→ **REQUIRED WORK**
Exactly as written, reproduce the lines from the beginning of the data through the line containing "449L807 494L798 719L719"; the pictures are not reproduced.

Source records
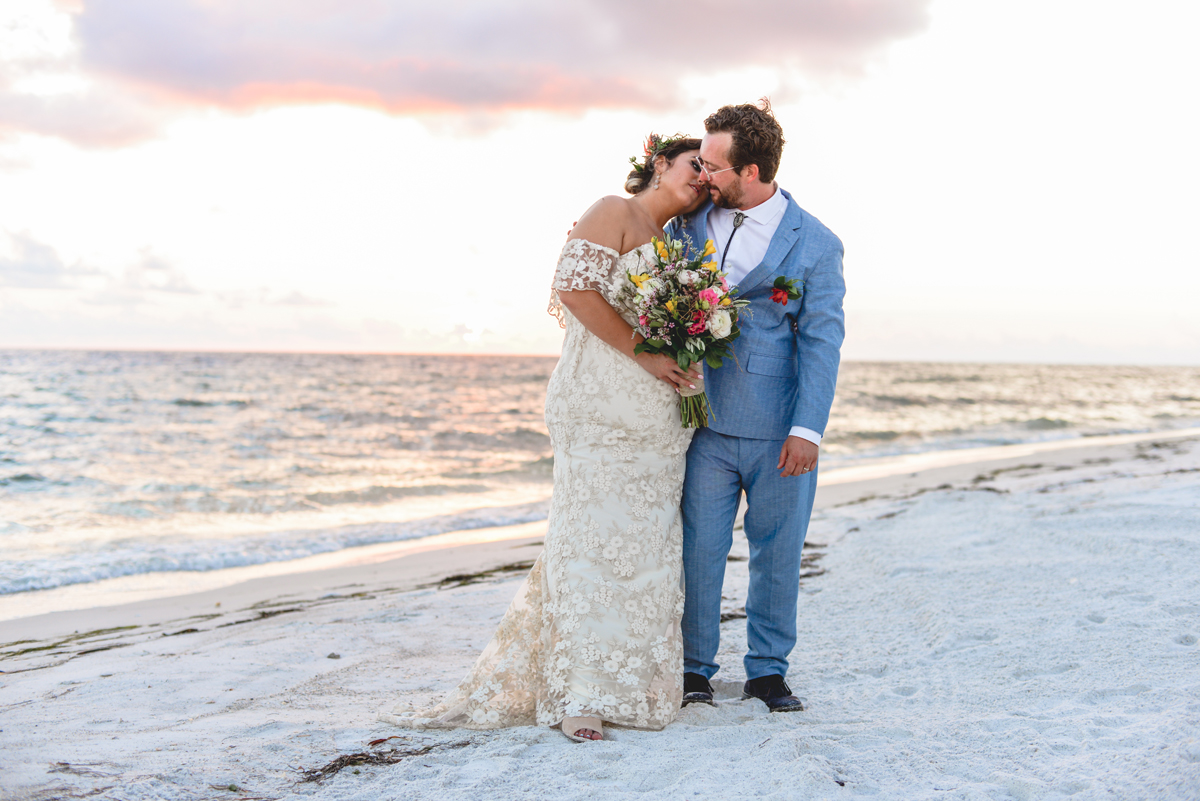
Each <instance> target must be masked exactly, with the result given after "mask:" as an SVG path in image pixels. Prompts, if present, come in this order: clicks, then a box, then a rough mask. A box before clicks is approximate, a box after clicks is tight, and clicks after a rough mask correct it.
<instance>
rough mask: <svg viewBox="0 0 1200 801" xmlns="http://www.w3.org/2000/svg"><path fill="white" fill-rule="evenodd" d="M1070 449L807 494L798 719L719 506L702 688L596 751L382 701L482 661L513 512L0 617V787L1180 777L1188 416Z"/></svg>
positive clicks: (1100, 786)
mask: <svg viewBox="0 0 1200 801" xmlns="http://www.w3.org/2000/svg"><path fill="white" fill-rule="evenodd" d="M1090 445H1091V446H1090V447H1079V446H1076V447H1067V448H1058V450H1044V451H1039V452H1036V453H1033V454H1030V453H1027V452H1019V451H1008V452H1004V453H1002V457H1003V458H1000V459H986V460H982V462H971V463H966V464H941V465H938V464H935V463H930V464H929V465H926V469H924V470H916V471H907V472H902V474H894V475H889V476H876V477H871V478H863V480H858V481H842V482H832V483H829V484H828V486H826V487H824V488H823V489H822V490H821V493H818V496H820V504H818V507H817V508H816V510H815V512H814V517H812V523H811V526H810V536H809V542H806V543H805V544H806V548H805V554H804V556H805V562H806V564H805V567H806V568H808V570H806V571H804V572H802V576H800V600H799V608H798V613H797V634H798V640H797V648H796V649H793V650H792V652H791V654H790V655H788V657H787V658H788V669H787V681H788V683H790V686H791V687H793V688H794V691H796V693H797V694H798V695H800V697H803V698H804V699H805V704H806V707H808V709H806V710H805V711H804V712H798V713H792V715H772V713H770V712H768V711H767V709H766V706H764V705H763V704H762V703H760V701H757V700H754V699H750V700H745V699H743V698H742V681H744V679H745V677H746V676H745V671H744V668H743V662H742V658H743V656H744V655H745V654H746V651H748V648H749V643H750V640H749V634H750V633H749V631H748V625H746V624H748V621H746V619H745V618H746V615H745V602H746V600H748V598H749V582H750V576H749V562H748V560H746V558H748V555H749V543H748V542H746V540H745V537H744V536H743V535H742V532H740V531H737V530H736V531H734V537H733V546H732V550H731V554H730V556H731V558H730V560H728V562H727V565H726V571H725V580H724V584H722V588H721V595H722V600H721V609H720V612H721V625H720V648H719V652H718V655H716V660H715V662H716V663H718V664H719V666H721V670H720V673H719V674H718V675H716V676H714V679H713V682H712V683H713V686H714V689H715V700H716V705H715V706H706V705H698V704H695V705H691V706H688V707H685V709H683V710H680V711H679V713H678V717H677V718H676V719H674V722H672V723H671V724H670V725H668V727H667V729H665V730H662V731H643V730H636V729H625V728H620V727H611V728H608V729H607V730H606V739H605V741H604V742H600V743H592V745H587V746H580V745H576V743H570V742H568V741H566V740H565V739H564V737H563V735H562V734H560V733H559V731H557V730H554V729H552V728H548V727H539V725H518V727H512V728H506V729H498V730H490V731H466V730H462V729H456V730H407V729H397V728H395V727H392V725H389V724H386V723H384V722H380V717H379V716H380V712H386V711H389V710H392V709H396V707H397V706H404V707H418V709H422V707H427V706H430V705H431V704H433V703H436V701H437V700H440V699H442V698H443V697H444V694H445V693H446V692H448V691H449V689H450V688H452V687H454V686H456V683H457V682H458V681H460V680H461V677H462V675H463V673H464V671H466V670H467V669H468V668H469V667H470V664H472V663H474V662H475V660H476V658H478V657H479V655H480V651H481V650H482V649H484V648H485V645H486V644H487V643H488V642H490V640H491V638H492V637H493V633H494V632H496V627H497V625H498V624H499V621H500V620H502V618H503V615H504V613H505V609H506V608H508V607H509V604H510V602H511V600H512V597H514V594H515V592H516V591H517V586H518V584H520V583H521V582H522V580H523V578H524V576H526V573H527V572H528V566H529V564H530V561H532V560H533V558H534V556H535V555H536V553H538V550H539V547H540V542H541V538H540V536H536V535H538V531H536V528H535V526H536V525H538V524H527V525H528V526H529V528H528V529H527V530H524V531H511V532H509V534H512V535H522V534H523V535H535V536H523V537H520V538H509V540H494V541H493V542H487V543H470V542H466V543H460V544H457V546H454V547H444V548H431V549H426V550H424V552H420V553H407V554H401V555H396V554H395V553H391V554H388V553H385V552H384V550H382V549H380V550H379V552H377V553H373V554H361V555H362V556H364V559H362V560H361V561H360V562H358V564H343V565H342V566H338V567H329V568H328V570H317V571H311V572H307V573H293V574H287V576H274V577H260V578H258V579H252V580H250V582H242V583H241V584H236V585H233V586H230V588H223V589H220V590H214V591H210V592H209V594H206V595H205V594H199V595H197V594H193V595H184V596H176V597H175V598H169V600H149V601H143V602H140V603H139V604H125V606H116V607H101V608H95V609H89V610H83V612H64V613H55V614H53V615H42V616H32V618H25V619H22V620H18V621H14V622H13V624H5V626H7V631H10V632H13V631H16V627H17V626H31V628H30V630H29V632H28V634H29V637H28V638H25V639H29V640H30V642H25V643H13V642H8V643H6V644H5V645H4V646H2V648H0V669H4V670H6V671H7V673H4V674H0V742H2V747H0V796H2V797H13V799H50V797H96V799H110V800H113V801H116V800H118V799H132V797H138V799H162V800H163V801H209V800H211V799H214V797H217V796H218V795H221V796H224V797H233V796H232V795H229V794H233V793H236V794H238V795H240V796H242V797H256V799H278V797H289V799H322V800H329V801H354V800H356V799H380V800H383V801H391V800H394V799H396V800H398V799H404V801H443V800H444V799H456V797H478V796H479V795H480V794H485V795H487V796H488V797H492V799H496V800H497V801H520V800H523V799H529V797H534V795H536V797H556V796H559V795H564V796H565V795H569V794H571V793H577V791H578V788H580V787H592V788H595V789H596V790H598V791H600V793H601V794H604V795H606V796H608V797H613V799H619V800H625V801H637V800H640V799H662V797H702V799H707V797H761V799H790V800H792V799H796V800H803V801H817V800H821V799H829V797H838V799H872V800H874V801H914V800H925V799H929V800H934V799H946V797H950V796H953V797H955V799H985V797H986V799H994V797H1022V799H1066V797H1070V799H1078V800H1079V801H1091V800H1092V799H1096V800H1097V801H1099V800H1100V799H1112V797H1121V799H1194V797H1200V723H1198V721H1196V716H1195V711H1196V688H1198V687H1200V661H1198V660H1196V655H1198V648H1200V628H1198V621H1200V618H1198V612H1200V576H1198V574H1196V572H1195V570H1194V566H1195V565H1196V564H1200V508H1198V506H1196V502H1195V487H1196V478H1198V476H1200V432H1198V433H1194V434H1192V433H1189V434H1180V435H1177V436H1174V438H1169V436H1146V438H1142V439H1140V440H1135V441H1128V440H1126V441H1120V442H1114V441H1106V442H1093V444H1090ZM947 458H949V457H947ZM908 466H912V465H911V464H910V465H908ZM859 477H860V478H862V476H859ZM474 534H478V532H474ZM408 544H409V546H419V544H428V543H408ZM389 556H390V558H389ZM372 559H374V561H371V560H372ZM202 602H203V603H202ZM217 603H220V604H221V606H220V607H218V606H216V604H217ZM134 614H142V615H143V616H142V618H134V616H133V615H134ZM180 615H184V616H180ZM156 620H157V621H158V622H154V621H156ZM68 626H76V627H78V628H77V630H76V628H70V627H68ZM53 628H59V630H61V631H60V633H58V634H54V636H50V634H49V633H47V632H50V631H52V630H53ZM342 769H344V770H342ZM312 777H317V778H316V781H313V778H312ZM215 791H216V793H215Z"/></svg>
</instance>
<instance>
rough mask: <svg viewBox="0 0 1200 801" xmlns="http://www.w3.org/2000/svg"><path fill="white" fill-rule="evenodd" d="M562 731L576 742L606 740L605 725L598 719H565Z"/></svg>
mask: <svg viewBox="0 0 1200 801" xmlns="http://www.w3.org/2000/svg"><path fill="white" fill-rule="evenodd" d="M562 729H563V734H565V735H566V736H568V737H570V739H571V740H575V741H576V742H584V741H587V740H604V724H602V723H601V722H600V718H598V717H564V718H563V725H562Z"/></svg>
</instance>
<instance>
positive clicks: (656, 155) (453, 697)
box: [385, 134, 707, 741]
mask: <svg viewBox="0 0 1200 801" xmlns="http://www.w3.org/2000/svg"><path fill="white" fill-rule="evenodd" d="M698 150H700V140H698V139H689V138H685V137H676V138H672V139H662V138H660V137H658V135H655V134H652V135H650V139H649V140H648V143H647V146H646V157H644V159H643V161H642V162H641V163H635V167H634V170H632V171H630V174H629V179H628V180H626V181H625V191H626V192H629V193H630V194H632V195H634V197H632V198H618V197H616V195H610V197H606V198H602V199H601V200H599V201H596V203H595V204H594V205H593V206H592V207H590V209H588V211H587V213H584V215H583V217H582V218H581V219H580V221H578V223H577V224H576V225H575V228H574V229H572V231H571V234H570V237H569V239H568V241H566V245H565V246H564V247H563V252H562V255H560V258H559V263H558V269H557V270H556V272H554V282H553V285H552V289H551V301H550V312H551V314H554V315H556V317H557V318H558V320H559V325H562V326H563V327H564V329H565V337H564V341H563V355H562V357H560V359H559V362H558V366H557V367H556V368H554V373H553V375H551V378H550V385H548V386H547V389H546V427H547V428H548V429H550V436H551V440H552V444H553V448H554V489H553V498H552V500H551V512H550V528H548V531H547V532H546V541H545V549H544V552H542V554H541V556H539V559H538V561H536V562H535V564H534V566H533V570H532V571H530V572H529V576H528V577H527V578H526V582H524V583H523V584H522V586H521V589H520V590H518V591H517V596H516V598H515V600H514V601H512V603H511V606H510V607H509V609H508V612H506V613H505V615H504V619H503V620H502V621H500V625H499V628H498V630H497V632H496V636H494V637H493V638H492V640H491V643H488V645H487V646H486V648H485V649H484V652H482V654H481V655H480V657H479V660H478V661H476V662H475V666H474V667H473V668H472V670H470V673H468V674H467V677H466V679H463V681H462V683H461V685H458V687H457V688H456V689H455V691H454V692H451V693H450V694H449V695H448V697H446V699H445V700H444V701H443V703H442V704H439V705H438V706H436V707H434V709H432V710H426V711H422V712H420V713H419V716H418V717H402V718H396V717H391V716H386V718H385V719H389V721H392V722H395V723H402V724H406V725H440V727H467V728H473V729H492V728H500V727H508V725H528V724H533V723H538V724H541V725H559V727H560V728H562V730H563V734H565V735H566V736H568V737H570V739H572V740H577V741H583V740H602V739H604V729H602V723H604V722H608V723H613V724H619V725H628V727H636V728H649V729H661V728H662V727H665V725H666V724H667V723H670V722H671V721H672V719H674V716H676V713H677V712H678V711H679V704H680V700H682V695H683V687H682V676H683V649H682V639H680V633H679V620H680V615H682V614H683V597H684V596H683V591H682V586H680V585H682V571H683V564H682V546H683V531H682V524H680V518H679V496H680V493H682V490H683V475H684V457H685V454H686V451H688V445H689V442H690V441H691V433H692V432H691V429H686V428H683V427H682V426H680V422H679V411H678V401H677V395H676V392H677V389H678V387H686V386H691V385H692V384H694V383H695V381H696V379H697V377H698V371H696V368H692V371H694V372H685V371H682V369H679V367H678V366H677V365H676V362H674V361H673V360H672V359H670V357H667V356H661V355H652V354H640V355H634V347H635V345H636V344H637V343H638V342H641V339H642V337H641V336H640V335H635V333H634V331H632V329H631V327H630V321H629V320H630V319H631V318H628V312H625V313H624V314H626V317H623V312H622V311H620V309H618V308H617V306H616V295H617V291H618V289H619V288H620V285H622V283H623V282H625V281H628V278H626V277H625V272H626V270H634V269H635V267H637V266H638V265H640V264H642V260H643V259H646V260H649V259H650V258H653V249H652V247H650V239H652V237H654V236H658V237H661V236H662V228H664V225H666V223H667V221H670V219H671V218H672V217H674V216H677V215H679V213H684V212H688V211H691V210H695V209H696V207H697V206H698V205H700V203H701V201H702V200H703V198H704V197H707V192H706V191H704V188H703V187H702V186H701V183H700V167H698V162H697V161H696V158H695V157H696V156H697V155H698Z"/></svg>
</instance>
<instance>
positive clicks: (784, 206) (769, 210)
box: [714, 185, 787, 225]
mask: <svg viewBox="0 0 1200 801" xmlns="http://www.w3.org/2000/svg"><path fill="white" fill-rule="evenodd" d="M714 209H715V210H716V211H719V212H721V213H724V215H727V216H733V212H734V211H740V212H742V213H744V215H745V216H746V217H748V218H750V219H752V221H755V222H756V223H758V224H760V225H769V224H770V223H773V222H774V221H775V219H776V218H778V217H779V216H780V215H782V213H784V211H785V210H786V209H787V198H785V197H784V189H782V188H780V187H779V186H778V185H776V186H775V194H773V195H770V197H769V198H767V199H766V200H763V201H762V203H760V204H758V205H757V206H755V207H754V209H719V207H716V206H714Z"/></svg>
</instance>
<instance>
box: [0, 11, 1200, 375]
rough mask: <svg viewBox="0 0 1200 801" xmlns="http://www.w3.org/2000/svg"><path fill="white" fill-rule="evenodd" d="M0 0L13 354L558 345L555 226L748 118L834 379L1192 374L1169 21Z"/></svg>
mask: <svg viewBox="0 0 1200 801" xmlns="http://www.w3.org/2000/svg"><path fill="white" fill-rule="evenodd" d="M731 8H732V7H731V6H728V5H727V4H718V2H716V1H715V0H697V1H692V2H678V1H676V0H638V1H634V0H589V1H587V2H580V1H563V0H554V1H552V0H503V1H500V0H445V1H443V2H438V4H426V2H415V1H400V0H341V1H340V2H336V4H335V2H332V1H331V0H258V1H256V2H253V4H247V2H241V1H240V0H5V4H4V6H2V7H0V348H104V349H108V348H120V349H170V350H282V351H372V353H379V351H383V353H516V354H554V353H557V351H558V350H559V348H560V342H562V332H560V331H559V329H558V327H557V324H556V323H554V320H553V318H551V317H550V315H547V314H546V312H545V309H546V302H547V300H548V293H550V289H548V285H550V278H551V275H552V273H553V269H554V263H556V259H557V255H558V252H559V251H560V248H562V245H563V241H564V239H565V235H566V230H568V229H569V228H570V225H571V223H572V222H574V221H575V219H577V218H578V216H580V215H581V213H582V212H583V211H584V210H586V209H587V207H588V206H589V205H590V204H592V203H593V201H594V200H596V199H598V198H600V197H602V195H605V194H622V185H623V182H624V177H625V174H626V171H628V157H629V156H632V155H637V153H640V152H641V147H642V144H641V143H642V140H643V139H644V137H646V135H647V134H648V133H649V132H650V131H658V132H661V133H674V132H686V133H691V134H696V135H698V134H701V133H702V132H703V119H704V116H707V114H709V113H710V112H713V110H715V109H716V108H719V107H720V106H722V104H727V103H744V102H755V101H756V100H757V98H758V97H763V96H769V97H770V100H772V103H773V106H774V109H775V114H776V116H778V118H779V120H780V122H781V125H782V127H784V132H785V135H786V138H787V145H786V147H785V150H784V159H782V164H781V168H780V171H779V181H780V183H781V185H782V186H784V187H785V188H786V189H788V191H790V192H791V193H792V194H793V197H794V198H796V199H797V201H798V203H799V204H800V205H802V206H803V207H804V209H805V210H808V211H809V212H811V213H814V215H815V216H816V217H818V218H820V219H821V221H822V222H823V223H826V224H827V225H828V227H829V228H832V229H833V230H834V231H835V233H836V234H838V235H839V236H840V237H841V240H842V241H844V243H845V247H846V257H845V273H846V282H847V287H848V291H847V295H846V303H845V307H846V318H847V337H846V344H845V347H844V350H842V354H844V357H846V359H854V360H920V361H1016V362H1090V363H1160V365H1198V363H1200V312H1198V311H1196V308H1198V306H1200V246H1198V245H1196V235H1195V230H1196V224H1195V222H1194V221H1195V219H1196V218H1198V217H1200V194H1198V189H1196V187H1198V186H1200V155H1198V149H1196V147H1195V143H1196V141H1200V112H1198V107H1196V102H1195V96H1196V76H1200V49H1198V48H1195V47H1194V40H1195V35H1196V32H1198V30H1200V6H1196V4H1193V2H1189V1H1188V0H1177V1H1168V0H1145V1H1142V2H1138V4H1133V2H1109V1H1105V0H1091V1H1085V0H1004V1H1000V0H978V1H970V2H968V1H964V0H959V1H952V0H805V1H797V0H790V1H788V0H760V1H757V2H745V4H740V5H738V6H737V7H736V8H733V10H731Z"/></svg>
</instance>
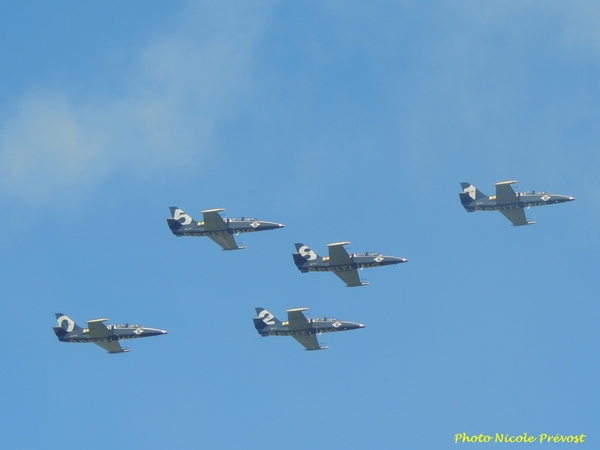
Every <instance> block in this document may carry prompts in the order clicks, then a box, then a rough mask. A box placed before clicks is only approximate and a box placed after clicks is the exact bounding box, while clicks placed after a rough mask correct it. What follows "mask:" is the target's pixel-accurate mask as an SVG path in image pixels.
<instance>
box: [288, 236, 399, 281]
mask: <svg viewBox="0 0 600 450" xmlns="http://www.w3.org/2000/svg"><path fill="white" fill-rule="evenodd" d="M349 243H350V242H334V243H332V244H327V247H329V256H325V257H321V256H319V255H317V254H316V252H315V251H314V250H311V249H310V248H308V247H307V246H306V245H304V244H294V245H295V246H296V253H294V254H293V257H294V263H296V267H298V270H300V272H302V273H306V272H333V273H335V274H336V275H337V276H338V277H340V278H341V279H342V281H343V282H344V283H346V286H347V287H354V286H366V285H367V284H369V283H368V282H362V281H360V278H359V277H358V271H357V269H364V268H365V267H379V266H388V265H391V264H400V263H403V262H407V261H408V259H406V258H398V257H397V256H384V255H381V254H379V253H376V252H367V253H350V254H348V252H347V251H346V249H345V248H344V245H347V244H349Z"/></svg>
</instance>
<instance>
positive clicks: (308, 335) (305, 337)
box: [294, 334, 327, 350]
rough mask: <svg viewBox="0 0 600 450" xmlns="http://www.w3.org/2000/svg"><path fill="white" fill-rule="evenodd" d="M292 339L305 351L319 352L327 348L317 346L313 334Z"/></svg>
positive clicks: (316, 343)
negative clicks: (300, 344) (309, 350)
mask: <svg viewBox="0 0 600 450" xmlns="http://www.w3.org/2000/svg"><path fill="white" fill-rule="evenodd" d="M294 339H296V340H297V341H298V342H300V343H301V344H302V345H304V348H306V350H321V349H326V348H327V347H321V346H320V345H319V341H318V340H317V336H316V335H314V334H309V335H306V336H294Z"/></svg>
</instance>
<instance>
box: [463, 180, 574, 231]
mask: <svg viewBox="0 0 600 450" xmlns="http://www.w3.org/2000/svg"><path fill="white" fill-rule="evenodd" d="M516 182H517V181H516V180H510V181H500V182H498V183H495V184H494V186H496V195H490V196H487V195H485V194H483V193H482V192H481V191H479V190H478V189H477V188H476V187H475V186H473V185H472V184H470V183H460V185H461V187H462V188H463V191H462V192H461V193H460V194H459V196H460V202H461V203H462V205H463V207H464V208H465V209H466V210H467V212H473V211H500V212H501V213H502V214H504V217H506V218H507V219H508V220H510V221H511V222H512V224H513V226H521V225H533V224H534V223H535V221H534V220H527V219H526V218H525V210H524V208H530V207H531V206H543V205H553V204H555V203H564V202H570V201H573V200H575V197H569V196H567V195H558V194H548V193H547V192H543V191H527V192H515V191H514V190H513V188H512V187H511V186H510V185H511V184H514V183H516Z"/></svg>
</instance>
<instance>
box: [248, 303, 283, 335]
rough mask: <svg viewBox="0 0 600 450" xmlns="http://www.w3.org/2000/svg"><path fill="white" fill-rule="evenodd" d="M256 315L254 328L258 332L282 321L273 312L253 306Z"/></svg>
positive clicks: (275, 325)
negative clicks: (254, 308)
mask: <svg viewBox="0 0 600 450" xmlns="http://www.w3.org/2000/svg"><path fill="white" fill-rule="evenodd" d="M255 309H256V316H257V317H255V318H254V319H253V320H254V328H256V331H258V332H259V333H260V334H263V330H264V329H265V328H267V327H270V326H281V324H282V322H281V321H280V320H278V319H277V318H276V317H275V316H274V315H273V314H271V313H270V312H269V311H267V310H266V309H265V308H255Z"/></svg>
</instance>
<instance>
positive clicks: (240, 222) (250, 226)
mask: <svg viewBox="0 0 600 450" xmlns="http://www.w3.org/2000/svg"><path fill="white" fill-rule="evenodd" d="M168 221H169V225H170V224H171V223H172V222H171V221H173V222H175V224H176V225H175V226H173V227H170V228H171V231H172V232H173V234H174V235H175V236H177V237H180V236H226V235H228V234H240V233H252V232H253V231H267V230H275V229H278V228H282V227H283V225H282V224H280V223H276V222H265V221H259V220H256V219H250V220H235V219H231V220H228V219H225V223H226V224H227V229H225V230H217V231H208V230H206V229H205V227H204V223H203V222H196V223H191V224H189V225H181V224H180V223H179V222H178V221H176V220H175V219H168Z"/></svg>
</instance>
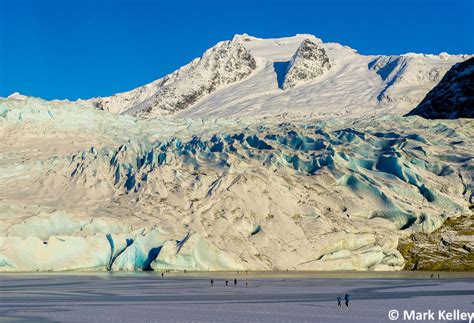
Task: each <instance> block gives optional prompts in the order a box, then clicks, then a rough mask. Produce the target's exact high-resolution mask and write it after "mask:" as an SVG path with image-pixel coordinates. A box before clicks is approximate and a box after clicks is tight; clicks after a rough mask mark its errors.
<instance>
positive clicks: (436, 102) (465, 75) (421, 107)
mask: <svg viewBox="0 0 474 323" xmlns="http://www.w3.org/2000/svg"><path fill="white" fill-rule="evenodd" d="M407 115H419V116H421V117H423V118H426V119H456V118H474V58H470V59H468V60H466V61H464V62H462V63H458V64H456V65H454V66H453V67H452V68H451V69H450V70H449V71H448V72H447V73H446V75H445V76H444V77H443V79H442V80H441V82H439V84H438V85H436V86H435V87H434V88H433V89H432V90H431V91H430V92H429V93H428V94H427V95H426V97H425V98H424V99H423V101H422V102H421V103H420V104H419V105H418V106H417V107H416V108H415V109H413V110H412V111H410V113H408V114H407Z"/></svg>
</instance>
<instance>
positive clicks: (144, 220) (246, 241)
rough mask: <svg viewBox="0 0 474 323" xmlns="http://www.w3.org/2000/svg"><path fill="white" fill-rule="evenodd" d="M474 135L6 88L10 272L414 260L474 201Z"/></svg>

→ **SOLUTION TO THIS TASK**
Each <instance> target must be masked exactly, with the result given after "mask:" as an SVG path in image pixels. Prompts, if present, come in this order: clicks, then a box, then a rough mask. A box before clicks is approximate, a box after clicks is tight, and clicks after a rough mask correct it.
<instance>
rough mask: <svg viewBox="0 0 1200 801" xmlns="http://www.w3.org/2000/svg"><path fill="white" fill-rule="evenodd" d="M1070 449L807 494L798 719L719 506L702 688L596 751L382 701L482 661L513 512L0 617V787L1180 777L1188 416Z"/></svg>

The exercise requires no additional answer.